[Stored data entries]
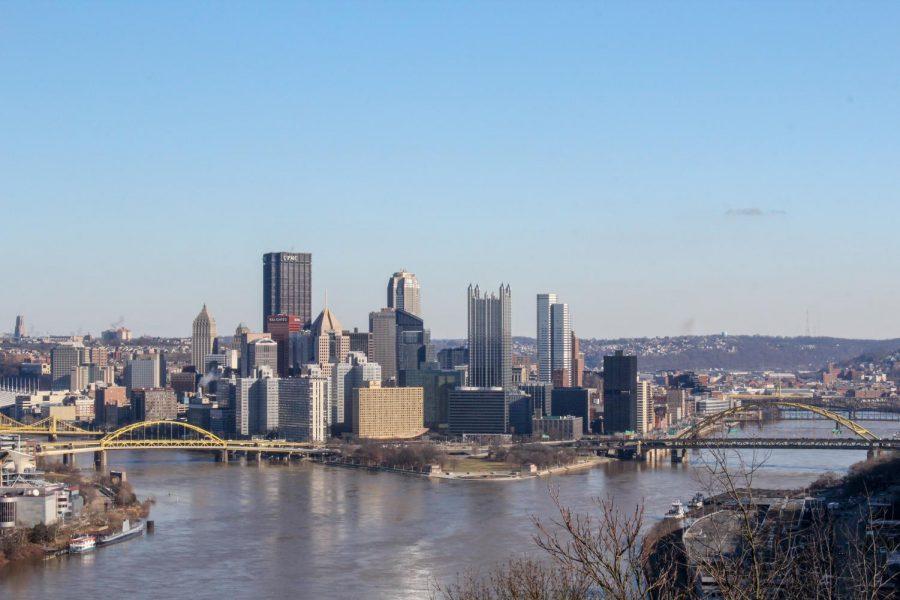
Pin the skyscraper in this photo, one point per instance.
(403, 292)
(202, 337)
(287, 285)
(490, 338)
(383, 327)
(20, 331)
(554, 340)
(544, 336)
(577, 362)
(561, 349)
(620, 394)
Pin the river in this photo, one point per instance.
(308, 531)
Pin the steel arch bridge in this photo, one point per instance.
(51, 426)
(697, 430)
(168, 434)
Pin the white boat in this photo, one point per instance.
(83, 543)
(128, 531)
(677, 511)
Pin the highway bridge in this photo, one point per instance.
(175, 435)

**REQUIREMENT**
Repeat the data exactly, without the pictures.

**ANSWER FOR THIS EXERCISE**
Pin the skyscraper in this photo, one point per instance.
(403, 292)
(202, 337)
(287, 285)
(490, 338)
(383, 327)
(20, 331)
(554, 340)
(544, 336)
(577, 362)
(561, 349)
(620, 394)
Pin the river in this photo, one point per instance.
(308, 531)
Pin the steel arch bridge in this photo, one point per instance.
(51, 426)
(697, 430)
(168, 434)
Pin the white boat in this photo, one point per instance.
(83, 543)
(128, 531)
(677, 511)
Pin the highway bridge in this photo, one point per instance.
(175, 435)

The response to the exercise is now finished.